▶ [Material supplied]
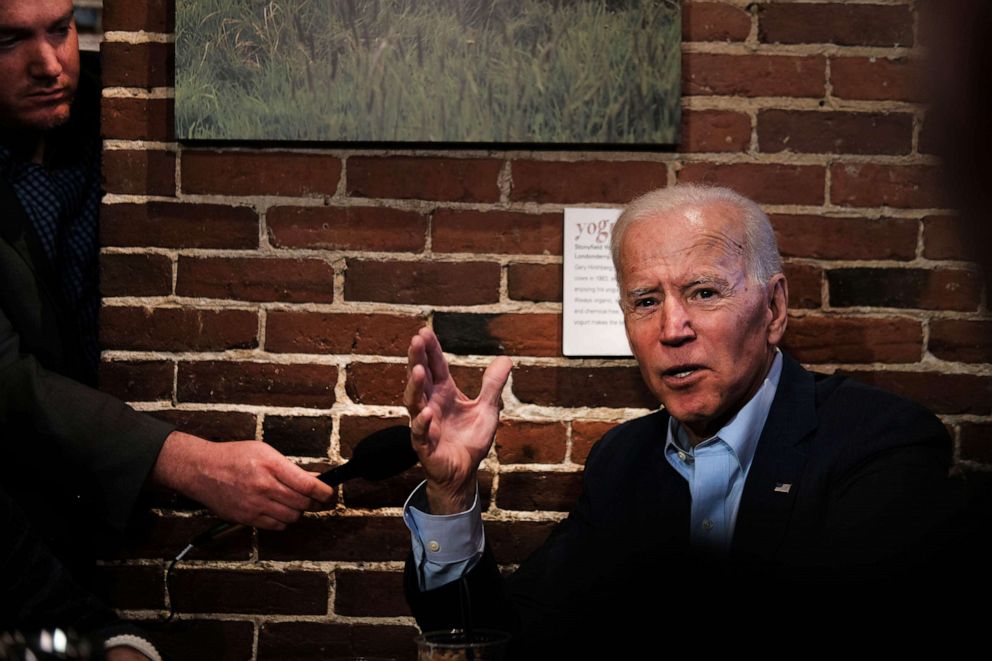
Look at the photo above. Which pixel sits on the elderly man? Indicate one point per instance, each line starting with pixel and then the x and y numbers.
pixel 72 454
pixel 756 472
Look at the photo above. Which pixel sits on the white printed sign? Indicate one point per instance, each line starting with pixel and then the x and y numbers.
pixel 593 322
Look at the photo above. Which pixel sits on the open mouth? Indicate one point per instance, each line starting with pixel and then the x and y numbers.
pixel 681 371
pixel 50 95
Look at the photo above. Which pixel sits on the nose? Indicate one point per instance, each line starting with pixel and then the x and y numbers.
pixel 676 324
pixel 45 62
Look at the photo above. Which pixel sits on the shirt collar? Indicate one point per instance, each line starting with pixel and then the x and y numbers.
pixel 742 432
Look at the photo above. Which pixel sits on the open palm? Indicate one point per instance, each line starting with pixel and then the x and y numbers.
pixel 451 433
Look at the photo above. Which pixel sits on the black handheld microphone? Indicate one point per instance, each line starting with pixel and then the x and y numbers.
pixel 378 456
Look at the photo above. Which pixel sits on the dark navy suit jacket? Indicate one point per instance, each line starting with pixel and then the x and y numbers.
pixel 846 494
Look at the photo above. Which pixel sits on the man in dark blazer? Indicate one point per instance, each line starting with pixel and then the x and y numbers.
pixel 71 455
pixel 837 487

▶ [Given request] Change "open palm" to "raised palm" and reproduce all the entries above with no other edits, omitting the picture.

▶ [Final result]
Look at the photo above. Which pixel sits on the elderly man? Indicate one point per instance, each line starting with pixel and then the x and y numbers.
pixel 72 454
pixel 756 472
Look at the photo above. Which pixel sits on the white printed sign? Indicate one point per instance, each line starting with pixel and then the x and y numbers.
pixel 593 322
Look at the photo above. Which pixel sits on the open mouth? Indicate one point per instance, each line starting with pixel and then the x and y numbers.
pixel 681 371
pixel 50 95
Look at the photo above. Which pixel sits on the nose? Indicate one point per instance, each line starting with pixel and then the x and y numbers.
pixel 676 324
pixel 45 62
Look at the photo above. Which pixel sits on the shirt collar? Indicate one point per instance, each line starting with pixel and then the x and y numbers.
pixel 742 432
Look at the photo above. Which pixel sits on the raised palm? Indicate one point per instance, each line starting with pixel and then the x and y numbers.
pixel 451 433
Look at the photo above. Which pixel sits on the black handheld microphone? Indicate one point per instance, each line starting with pixel and then the x and y numbers.
pixel 378 456
Look at the photo above. Which pixel sits on the dark navy suit jacket? Indicate one point per instance, each line starting with pixel and then the x and y numbers.
pixel 846 494
Look at the photo above. Which pixel sits on the man in dark blazer? Indicate one point per instance, each line starting with pixel and then the x and y numbers.
pixel 71 455
pixel 837 487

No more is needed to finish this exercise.